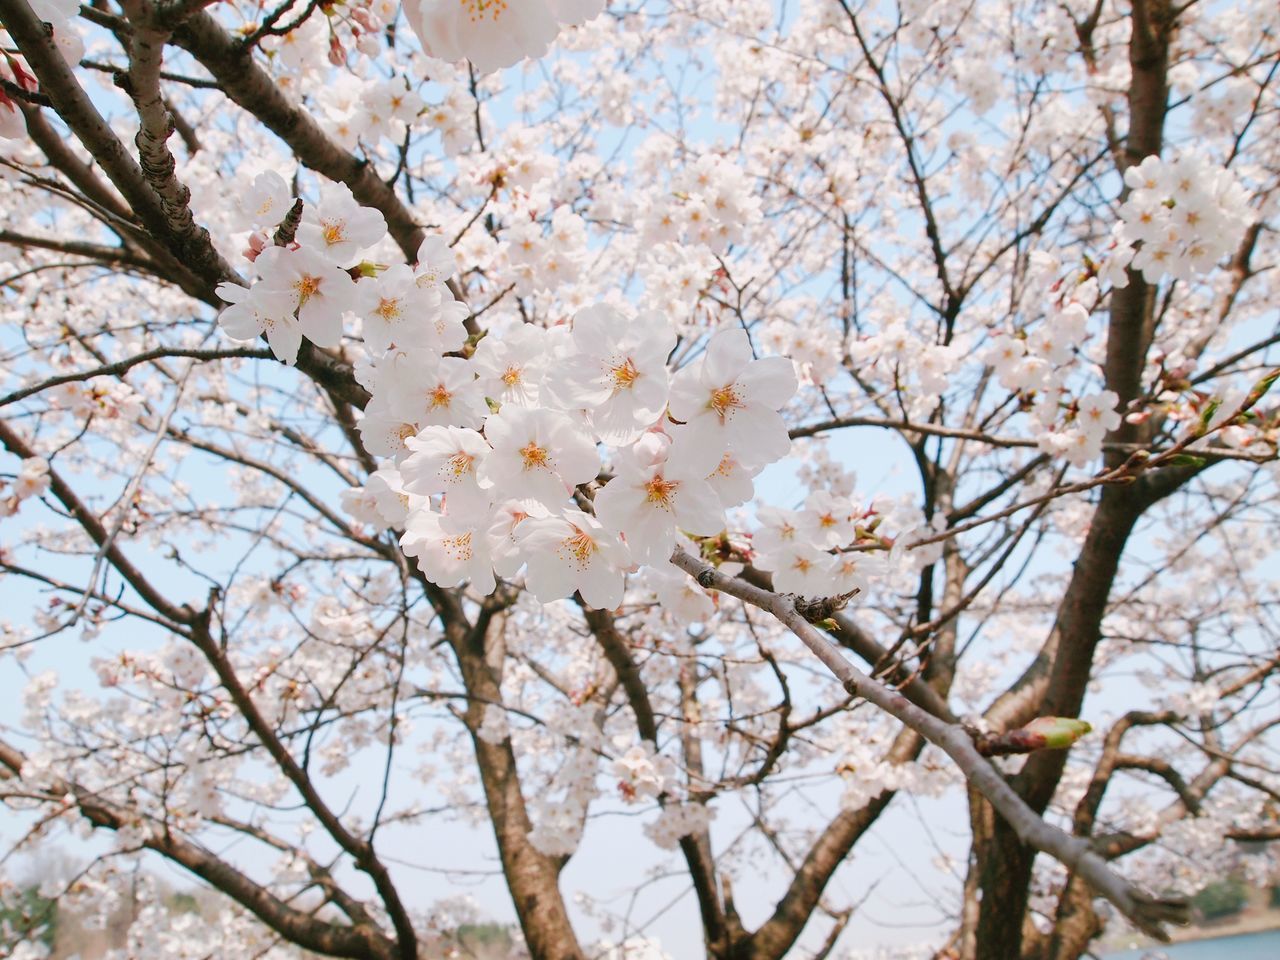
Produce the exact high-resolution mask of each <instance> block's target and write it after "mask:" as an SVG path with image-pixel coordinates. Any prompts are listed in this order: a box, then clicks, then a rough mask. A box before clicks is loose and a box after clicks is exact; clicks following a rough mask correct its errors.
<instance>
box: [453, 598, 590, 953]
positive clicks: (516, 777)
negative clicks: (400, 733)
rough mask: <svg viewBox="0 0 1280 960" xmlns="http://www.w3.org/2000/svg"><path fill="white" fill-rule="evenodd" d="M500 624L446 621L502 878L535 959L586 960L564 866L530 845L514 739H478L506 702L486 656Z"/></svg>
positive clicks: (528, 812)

--- --- ---

_Instructions for the task_:
Each line in the data that holds the word "instance" must be copied.

_Reply to the exercise_:
Produce the exact high-resolution mask of each <instance> block's target and write it after "mask:" as an SVG path with image-pixel coordinates. Any prompts are listed in this order: a box, then clicks, then a rough mask. A box before clicks is loose and a box after clicks is exact; clicks following a rough mask correct its errors.
<instance>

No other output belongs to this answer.